• Alıştırma: Riya ve şehitlik üzerine olan aşağıdaki sayfa alıntısını, son cümlesinden sonra gelecek şekilde sürdürebilir misiniz?

• Sayfa Alıntısı:
İkinci olarak, ilim öğrenmiş, başkalarına öğretmiş, Kur’ân’ı okuyan biri Yüce Allah’ın huzuruna getirilecektir. Allah, ona da verdiği nimetlerini tek tek anlatacaktır. O da bu nimetleri anlayacak ve kabul edecektir. Yüce Allah ona şöyle soracak: ‘Bu nimetlerin içinde bulunurken, benim için ne yaptın?’ O kişi, şu cevabı verecektir: ‘Senin rızan için ilim öğrendim, Kur’ân’ı okudum ve başkalarına da öğrettim, okuttum.’ Ondan sonra Allah ona şöyle diyecektir: ‘Sen yalan söylüyorsun! Sana âlim, ne güzel okuyor, denilsin diye okudun. İlim öğrenmeyi, Kur’ân’ı okumayı, başkasına öğretmeyi ve okutmayı, riya ve gösteriş için yaptın. Nihâyet senin için bu övgüler de yapıldı.’ Allah’ın emri üzerine bu adam da yüzüstü sürüklenerek Cehenneme atılacaktır.
Üçüncü olarak Allah’ın kendisine zenginlik ve çeşitli mallardan verdiği bir kişi getirilecektir. Allah, bu kişiye de verdiği nimetleri ayrı ayrı anlatacaktır. O da, bu nimetleri bilecek ve hatırlayacaktır. Yüce Allah ona da şu soruyu soracak: ‘Bu nimetlerin arasında bulunduğunda, ne gibi hayırlı işlerde bulundun?’ Kişi şu cevabı verecektir: ‘Senin rızan için, sevdiğin her türlü hayır yollarına harcamada bulundum.’ Allah, onun bu cevabı üzerine söyle diyecek: ‘Sen yalan söylüyorsun! Sana cömert desinler diye bu hayır yollarına harcamada bulundun. Bu yardımları, riya ve gösteriş için yaptın.’ Sonra, Allah’ın emri üzerine bu kişi de yüzüstü sürüklenerek Cehenneme yollanacaktır.”[7]
İlmi kaynaklarda kaydedildiğine gör tüm peygamberler ve tüm kutsal kitapların ortak ana hedefi, bütün insanların malının, canının, neslinin, inancının, aklının/fikir ve düşüncesinin korunmasıdır.[8] Hz. Muhammed (s.a.v.) de bu değerleri için mücadele eden ve bunları savunanların “şehid” olduklarını söylemiştir.[9] Bu ve benzeri hadislere göre ancak kendi malı, canı, namusu, inancı ve benzeri değerleri uğrunda öldürülen kişiler şehittirler. Ona göre tüm insanların bu değerlerini savunmada canın veren kişiler “şehid” olarak kabul edilebilir. Bunun yanında bu kişilerin Allah inancına sahip olmaları da gerekir. Bu gayelerin dışında ölenleri “şehid” olarak kabul etmek doğru değildir. Çünkü İslâm’da her konuda ölçü Kur’ân ve sünnet, gaye Allah’ın rızası olduğuna göre, “şehid” olmada da ölçü Allah’ın rızasıdır.

• Kaynak Veriler:
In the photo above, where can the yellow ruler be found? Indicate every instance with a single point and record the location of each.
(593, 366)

• Görev Yanıtı:
Bunun yanında bazı hadislerde yanarak ölen, suda boğulan, göçük, çığ, toprak veya bina altında kalan, veba gibi salgın hastalıklardan vefat eden ve benzeri bazı kişilerin de “şehid” sevabına nail olacakları haber verilmektedir.[10]
Herkes kendine göre şehitlikten bahsetmektedir. Unutmayın! Ancak Hz. Muhammed’in (s.a.v.) dediği gibi, kendi malını, canını, namusunu, inancını ve benzeri değerlerini savunmada ölenler şehittir. Bu tür insanlar, kendi kutsal değerlerini savunmak için mücadele ettikleri gibi, Allah rızası için tüm insanların tabii değerlerini savunmada bulunmakta, toplumsal uzlaşı ve barışı sağlamayı hedeflemektedirler. Allah rızası için bu mücadelede bulunurken de canlarını vermektedirler.
Herkese selam, saygı ve hürmetlerimi sunuyorum.
KAYNAKLAR
[1] Halil b. Ahmed Ebû Abdirrahman el-Ferâhîdî, “şehide”, Kitâbu’l-‘Ayn, Dâru İhyâi’t-Turâsi’l-Arabî, Beyrut tsz., s. 498 vd.; Hüseyin b. Muhammed er-Rağıb el-İsfahânî, el-Müfredât fî Garibu’l-Kur’ân, Kahraman Yayınları, İstanbul 1986, s. 392 vd.; Cemaluddin Muhammed b. Mukerrem İbn Manzûr, “şehide”, Lisânu’l-Arab, Dâru’l-Fikr, Beyrut 1994, III, 238 vd.; Nurettin Turgay, “şehid”, Şamil İslâm Ansiklopedisi, Şamil Yayınevi, İstanbul 1994, VI, s. 22-25.
[2] Muhammed Fuad Abdulbaki, “şehide”, el-Mu’cemu’l-Mufehres li Elfâzi’l-Kur’âni’l-Kerîm, Dâru İhyâi’t-Turâsi’l-Arabî, Beyrut tsz., s. 388 vd.
[3] Alu İmrân 3/169-171.
[4] el-Bakara 2/154.
[5] Alu İmrân 3/169.
[6] Buhârî, İlim, 45; Cihâd,15; Müslim, İmare,150,151; İbn Mace, Cihad,13; Ahmed b. Hanbel, IV, 392, 397, 402, 405, 417.
[7] Müslim, İmâre, 52; Neseî, Cihâd, 22; İbn Hanbel, III, 322.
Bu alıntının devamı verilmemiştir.